### SOURCE MATERIAL
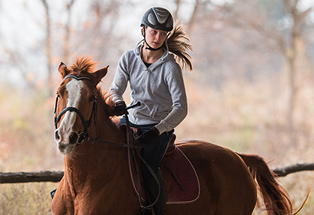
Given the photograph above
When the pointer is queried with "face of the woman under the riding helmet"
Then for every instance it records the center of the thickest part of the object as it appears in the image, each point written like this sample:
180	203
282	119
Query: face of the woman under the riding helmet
155	38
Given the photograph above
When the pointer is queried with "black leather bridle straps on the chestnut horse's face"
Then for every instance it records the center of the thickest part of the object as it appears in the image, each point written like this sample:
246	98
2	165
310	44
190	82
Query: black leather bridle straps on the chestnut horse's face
86	123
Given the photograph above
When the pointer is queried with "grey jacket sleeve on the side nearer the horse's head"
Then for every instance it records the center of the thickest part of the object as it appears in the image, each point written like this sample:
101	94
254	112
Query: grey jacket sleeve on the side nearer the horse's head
121	79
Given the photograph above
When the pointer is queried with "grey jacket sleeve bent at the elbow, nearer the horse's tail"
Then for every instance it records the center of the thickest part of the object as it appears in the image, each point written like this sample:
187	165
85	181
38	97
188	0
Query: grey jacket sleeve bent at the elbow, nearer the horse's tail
179	101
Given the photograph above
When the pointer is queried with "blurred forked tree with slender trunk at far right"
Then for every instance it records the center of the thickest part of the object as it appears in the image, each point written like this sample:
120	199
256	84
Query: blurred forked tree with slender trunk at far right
285	23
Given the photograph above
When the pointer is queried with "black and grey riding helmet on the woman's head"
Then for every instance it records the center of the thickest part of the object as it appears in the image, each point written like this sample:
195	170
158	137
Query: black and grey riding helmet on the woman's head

### THE TASK
The lines to return are those in the entries above that hold "queried".

### SOLUTION FOR THIS EXERCISE
When the pointer is queried with "face of the woman under the riding helmet"
When the pointer is queried with "black leather bridle straps on the chestnut horse's face"
When the pointer is queried with "grey jacket sleeve on the side nearer the horse's head"
When the pointer is queried with "grey jacket sleeve bent at the elbow, nearer the horse's tail"
When the pointer is queried with "blurred forked tree with slender trunk at far right"
When the pointer is queried with "black and grey riding helmet on the woman's head"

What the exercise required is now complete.